++++ Dataset extract
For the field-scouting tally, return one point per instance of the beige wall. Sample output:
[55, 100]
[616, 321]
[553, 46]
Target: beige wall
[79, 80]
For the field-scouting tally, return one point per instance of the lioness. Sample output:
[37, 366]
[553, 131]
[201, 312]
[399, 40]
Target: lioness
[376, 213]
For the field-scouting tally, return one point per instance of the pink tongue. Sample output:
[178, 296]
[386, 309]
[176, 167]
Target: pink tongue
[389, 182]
++++++++
§ **What you should do**:
From the records above, count how many lines hold the string "output", then give only that number.

§ **Solution**:
3